>> start
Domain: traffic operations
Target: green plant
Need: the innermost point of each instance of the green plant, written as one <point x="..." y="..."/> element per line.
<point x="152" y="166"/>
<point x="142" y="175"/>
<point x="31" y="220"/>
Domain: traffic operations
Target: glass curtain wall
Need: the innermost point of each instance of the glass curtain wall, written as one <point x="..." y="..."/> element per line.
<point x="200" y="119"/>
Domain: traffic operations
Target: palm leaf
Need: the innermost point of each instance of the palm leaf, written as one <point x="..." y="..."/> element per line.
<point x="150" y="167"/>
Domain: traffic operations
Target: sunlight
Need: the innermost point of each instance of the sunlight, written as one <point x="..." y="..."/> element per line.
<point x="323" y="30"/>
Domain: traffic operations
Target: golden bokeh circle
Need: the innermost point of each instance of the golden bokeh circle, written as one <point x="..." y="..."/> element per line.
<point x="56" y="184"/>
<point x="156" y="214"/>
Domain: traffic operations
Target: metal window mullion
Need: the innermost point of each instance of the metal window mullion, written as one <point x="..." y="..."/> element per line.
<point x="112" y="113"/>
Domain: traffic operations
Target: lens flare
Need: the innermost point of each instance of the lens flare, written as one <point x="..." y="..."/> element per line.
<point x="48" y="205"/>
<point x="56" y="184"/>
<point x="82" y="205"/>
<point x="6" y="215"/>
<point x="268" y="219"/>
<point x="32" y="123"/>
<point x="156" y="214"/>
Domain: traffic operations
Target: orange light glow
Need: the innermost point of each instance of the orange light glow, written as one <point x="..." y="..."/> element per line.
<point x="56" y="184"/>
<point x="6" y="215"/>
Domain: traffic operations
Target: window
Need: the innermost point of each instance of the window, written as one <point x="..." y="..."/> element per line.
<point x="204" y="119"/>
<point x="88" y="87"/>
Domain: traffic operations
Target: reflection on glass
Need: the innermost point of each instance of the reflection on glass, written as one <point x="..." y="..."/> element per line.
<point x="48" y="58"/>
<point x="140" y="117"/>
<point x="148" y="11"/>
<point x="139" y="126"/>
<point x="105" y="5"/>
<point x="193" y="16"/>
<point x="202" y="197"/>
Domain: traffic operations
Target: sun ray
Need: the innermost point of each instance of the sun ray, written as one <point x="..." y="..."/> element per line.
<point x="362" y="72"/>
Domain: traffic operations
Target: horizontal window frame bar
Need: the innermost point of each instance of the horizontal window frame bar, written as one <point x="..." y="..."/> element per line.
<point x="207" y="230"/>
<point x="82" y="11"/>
>> end
Problem to work on » Each line of the material should be duplicated exactly, please.

Reply to the task »
Domain: traffic operations
Target: green plant
Need: the innermost point of each instance of the green plant, written as one <point x="..." y="..."/> element per line.
<point x="152" y="166"/>
<point x="142" y="175"/>
<point x="31" y="220"/>
Domain: traffic operations
Target: glass curtain wall
Need: the innermost point of each instance of the glass curtain wall, written as one <point x="..." y="..."/> element per line.
<point x="200" y="119"/>
Domain: traffic operations
Target: palm leaf
Need: the innermost point of each instance of the palm leaf, written as one <point x="..." y="..."/> element per line.
<point x="150" y="167"/>
Domain: traffic operations
Target: sunlight
Need: the innermost point of each instance of the sunlight, written as one <point x="..." y="..."/> element per line.
<point x="323" y="30"/>
Domain: traffic operations
Target: golden bokeh circle
Need: the innermost point of each instance of the golden bokeh circle, written as one <point x="..." y="..."/> element per line.
<point x="56" y="184"/>
<point x="156" y="214"/>
Domain: traffic operations
Target: metal window mullion
Need: the innermost point of each instance of the metal window mullion, written as one <point x="..." y="..."/> element per line.
<point x="112" y="113"/>
Domain: traffic operations
Target: lens flare
Need: the innermost point of each instance of the lens flare, written as one <point x="..." y="..."/> element per line.
<point x="48" y="205"/>
<point x="56" y="184"/>
<point x="82" y="205"/>
<point x="6" y="215"/>
<point x="268" y="219"/>
<point x="32" y="123"/>
<point x="156" y="214"/>
Domain: traffic operations
Target: orange light glow
Need: the innermost point of each instance of the orange light glow, written as one <point x="..." y="..."/> element per line.
<point x="56" y="184"/>
<point x="6" y="215"/>
Domain: traffic operations
Target: window
Need: the innermost point of each instance of the window, written as one <point x="..." y="..."/> element per line.
<point x="204" y="119"/>
<point x="88" y="87"/>
Domain: traffic operations
Target: reflection on glass
Need: the innermost point of each instance of the reflection on glass, written as one <point x="..." y="..."/> element per line.
<point x="48" y="58"/>
<point x="140" y="117"/>
<point x="148" y="11"/>
<point x="139" y="126"/>
<point x="105" y="5"/>
<point x="193" y="16"/>
<point x="202" y="197"/>
Domain: traffic operations
Target: sun ray
Need: the innermost point of each instance of the sun ray, written as one <point x="..." y="..."/> element per line.
<point x="362" y="72"/>
Domain: traffic operations
Target: horizontal window frame bar
Need: the innermost point of each instance of the horizontal window frame bar, written as one <point x="..." y="..."/> element per line.
<point x="207" y="230"/>
<point x="82" y="11"/>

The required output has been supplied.